* Set problem 1
List the names of everyone who posted a comment on the busking blog post below.
* Set problem 2
Reproduce word for word the passage of the busking post below, starting with "Vote in our" and going on through "number of times.)".

* Page extract
··········

Yesterday Debra Wade wrote a lovely blog about the subject, which made me think even more about busking. Put simply, busking is performing at its most elemental level: get out the instrument and go. What do you play? Whatever comes to mind. Whatever comes to mind depends on everything you've ever studied and heard, not to mention what your environment asks of you. If a three-year-old toddles up to you, perhaps it's "Pop Goes the Weasel." Or perhaps someone comes up and requests "Somewhere Over the Rainbow" or "Happy Birthday," and so you just play it by ear. Maybe you've been studying some solo Bach, or a virtuoso piece, so you just air it out. Maybe you just played your virtuoso piece and need some filler, so you play all of Suzuki Book 3 because it's just still there in your brain.

I love hearing live music in such a spontaneous way. My favorite rendition of the slow movement of the Bach Double was when I heard a couple of students playing it in Aspen during a summer sunset, outside an ice cream shop, their cases open for donations. No doubt they were students at the summer festival, and they were clearly enjoying playing in this informal and unofficial setting. Funny how a one-time experience can prove more indelible than a recording heard hundreds of times.

Have you ever tried busking? To be honest, I haven't. I'm thinking I should!

Vote in our poll, and tell us about your experiences: (BTW in this poll, if you busk on a regular basis, you can mark two choices, that you busk regularly and also the number of times.)

From Royce Faina
Posted on May 16, 2008 at 6:42 PM
Buskers make me think of the traveling mentrals, and bards of long gone days.
From Carolyn Berger
Posted on May 16, 2008 at 6:58 PM
I had the opportunity to busk with some friends in Galway the May after my junior year. The 5 of us made enough for two rounds of Guinnesses each. We were a little worried about getting caught and fined, as we didn't have a permit, so as soon as we saw authority looking people, we up and left. It turns out they were only changing the trash liner. :)

Perhaps the best part were the American tourists taking pictures of us (if only they knew we're true Chicagoans...)!

After a very difficult semester of undergrad, this is what is took to help me love playing the violin again. It was redeeming to play what I wanted to play, rather than what I was required to play. I experienced a new freedom of learning music by ear.

From Eitan Silkoff
Posted on May 16, 2008 at 7:09 PM
i once busked with my sister on south bank in london. We earnt about 150 dollars in an hour. Pretty good eh? I recently just saw one of my old viola friends and she was busking in the train station. I quickly joined her, and then played some Bach. Interestingly enough, for the 2 minutes that i was there, i already got like 2 dollars. (which i gave to her after) :)

··········

[Data listing]
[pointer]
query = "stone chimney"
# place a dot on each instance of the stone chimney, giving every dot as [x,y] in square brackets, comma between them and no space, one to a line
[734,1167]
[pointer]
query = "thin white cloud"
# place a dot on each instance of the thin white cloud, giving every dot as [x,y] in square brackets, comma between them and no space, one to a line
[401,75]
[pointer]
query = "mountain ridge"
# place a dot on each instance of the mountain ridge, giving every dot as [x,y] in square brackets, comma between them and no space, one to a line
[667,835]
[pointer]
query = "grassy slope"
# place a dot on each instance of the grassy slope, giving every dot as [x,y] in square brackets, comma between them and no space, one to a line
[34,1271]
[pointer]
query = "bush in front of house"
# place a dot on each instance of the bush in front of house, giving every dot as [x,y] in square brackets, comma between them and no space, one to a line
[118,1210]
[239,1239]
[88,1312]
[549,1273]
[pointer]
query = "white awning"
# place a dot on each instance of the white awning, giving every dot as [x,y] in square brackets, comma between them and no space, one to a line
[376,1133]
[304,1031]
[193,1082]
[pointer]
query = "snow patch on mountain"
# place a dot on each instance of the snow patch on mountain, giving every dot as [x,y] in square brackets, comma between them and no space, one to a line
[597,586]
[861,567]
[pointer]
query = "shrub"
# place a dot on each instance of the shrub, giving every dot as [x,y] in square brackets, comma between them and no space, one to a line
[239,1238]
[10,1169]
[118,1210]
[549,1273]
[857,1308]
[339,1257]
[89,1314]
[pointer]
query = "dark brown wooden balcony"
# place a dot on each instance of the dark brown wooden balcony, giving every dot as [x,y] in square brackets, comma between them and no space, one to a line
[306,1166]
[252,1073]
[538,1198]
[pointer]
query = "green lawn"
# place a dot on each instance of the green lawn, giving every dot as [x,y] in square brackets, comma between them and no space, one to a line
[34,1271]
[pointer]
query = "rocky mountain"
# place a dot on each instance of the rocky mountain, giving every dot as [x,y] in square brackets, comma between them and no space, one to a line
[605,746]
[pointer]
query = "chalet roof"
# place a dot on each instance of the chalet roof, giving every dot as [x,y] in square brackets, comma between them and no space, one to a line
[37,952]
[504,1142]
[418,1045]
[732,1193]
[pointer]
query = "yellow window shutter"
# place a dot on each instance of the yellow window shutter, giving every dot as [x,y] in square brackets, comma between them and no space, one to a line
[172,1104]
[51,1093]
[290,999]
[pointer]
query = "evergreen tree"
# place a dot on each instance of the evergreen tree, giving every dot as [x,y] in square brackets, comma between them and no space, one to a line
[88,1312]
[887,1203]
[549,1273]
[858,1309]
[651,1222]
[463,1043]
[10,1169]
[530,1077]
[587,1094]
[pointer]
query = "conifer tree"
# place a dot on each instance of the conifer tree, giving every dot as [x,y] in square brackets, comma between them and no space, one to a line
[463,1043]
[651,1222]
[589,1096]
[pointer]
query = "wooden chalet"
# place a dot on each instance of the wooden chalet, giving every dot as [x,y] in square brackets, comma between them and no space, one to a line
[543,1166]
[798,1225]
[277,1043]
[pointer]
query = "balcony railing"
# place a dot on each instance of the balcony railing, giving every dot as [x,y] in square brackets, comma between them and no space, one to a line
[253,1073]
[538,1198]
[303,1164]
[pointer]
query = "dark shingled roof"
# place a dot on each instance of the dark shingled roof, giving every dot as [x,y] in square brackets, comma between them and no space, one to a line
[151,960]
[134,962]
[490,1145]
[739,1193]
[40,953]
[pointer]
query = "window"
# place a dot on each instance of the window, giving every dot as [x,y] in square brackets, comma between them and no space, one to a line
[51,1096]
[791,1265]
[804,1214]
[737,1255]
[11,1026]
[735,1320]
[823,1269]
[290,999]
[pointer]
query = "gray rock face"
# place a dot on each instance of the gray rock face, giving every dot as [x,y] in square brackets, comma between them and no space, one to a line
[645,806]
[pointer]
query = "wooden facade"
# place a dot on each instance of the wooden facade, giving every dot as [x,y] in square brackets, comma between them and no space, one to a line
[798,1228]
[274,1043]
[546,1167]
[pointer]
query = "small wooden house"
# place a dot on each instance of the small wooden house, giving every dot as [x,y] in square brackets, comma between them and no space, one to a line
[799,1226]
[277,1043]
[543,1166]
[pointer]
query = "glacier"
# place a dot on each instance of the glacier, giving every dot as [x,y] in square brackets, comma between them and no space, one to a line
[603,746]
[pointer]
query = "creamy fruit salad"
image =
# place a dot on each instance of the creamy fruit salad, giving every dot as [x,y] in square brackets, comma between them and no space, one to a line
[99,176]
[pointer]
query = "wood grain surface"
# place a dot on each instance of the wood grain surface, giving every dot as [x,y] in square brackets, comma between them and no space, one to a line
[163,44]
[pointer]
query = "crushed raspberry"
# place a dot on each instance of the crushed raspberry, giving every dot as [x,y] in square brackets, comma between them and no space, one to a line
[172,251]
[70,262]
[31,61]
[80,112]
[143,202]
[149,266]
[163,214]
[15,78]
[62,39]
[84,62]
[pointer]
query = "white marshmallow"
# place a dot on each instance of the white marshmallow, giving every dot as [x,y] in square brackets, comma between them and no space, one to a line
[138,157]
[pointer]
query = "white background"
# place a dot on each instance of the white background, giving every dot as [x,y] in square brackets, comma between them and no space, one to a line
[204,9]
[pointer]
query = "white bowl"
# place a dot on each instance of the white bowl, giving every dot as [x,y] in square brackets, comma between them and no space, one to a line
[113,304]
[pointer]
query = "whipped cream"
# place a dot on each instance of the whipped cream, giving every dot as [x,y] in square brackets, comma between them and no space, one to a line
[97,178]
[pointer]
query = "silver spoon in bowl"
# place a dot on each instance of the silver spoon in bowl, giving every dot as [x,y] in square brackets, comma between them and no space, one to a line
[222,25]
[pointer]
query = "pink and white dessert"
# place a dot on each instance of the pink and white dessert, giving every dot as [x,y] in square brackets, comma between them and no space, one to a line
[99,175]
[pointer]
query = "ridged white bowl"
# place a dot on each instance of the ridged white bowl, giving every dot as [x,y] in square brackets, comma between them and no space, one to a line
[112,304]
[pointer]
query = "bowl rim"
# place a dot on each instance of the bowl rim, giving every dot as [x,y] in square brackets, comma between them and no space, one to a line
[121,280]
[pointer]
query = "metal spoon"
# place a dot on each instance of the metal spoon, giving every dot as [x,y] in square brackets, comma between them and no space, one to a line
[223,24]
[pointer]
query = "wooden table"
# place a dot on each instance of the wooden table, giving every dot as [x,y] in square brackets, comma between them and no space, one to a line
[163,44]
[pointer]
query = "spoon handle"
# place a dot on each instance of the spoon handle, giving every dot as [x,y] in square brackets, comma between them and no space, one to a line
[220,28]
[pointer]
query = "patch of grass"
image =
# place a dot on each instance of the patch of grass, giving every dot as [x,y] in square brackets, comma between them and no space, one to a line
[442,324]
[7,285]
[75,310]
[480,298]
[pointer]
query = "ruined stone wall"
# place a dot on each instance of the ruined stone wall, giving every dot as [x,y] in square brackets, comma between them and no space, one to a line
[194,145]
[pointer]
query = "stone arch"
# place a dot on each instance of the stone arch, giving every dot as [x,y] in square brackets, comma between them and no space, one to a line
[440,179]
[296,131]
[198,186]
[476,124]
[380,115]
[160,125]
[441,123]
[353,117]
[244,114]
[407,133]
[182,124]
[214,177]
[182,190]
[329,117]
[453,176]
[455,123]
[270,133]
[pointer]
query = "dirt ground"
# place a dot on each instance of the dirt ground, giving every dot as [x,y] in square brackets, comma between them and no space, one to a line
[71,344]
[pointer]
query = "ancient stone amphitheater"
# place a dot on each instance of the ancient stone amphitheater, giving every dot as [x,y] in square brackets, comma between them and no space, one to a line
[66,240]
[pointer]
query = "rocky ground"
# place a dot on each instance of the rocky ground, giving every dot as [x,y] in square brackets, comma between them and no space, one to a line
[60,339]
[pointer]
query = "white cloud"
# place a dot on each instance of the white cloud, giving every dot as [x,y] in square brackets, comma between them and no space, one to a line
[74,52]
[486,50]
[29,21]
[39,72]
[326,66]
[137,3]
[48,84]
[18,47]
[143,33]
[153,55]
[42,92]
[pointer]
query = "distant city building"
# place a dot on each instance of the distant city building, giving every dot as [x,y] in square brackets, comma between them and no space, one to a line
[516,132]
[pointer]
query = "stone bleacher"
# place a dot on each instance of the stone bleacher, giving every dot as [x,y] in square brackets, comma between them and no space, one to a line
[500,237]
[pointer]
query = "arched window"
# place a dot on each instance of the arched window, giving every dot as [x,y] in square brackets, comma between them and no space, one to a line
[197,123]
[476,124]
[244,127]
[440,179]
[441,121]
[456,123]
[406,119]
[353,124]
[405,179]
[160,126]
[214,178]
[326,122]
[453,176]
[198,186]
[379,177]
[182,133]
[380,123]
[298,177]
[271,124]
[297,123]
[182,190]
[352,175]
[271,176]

··········

* Task result 1
Royce Faina
Carolyn Berger
Eitan Silkoff

* Task result 2
Vote in our poll, and tell us about your experiences: (BTW in this poll, if you busk on a regular basis, you can mark two choices, that you busk regularly and also the number of times.)